Selected excerpt Block Start
Tuesday, February 26, 2008

Thinking...

Yes I am.
I'm thinking why I can't fall asleep until like 1 am almost every night.
I'm thinking why my first born tyler slept through the night at 8 weeks, and Gavin is still waking up at 4am.
I'm thinking if tyler will wake up in the middle of the night and come to my bed and say,"Mama? Monsters."
I'm thinking about my dad.
I'm thinking about my mom.
I'm thinking I think I'm over my PP depression.
I'm thinking that the people who won the mega million in Georgia are truely lucky. They picked their kids or grandkids birthdays for the numbers. I and 11 other people had the machine pick them.
I'm thinking of a creative way to take tyler's "ba-ba's" away from him tomorrow.
I'm thinking of switching to organic food for my kids.
I'm thinking about this one patient of ours that is truely gonna die because of insurance stupidity.
I think I think too much.

3 comments:

Stacia said...

no wonder you cant sleep!! You got a ton on your mind mama!! As for the babas.. I dont know. We told C we lost them. It seemed to work. But who knows. Good luck!!!

Anonymous said...

Hi Jamie, just found your blog and read the whole thing til way back~loved the circle christmas cookies! WOW you sound like me, my mind is always going in ten million directions, as I get older I am finding that writing things down and emptying my mind to a close friend is freeing up my mind...

loved reading your blog
lots of love
tammy brown

Anonymous said...

Jamie!
I missed seeing your smiling face at MAP on Thursday evening. You missed a good night & we missed you.
Selected excerpt Block End
Dataset Block Start
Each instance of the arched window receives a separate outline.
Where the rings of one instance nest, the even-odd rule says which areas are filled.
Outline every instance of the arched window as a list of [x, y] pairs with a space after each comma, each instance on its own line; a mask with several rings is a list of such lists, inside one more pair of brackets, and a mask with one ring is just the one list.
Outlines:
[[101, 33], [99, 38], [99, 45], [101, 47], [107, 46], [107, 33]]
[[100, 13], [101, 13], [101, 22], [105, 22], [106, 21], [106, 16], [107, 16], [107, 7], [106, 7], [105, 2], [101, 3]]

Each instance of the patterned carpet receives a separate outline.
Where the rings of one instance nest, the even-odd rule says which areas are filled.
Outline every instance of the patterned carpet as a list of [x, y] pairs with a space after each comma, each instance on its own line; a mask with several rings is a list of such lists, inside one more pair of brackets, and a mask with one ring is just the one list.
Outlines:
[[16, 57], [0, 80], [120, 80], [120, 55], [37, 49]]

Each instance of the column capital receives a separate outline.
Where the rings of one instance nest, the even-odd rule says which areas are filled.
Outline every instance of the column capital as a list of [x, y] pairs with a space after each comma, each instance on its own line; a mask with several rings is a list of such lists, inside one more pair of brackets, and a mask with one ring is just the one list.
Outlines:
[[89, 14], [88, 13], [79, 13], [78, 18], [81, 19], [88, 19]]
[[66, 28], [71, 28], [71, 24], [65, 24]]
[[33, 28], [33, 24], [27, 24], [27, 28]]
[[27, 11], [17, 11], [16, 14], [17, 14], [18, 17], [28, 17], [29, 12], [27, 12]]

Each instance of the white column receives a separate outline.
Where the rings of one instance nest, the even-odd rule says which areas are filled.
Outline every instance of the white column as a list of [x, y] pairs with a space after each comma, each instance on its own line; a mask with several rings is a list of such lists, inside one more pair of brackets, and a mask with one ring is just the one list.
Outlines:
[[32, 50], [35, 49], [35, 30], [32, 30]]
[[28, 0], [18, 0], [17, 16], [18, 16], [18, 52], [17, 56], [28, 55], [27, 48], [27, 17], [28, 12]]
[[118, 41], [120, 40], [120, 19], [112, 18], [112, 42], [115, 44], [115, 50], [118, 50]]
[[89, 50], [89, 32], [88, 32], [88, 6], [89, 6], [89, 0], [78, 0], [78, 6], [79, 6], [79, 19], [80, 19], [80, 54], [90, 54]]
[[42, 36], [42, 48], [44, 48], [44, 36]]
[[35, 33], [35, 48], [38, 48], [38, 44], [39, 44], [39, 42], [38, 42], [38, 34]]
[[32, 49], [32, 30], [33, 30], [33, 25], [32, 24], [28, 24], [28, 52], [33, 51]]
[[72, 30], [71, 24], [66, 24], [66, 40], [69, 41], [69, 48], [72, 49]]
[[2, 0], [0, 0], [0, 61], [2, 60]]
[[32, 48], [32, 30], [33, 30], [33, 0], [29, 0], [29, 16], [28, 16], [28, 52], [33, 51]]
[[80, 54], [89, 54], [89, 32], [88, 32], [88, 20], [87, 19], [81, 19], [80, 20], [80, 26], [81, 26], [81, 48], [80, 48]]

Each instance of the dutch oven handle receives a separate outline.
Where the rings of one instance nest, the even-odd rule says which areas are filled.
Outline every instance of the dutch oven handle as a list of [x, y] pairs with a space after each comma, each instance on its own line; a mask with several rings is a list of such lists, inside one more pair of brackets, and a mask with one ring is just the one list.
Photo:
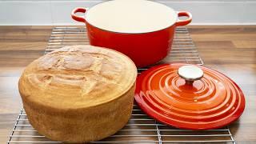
Dataset Block End
What this task involves>
Answer these questions from the blog post:
(a) At what age did Tyler sleep through the night?
(b) At what time is Gavin still waking up?
(c) What did Stacia's family tell C about the babas?
The rows come from a separate source, not from the blog post.

Written solution>
(a) At 8 weeks.
(b) At 4 a.m.
(c) That they had lost them.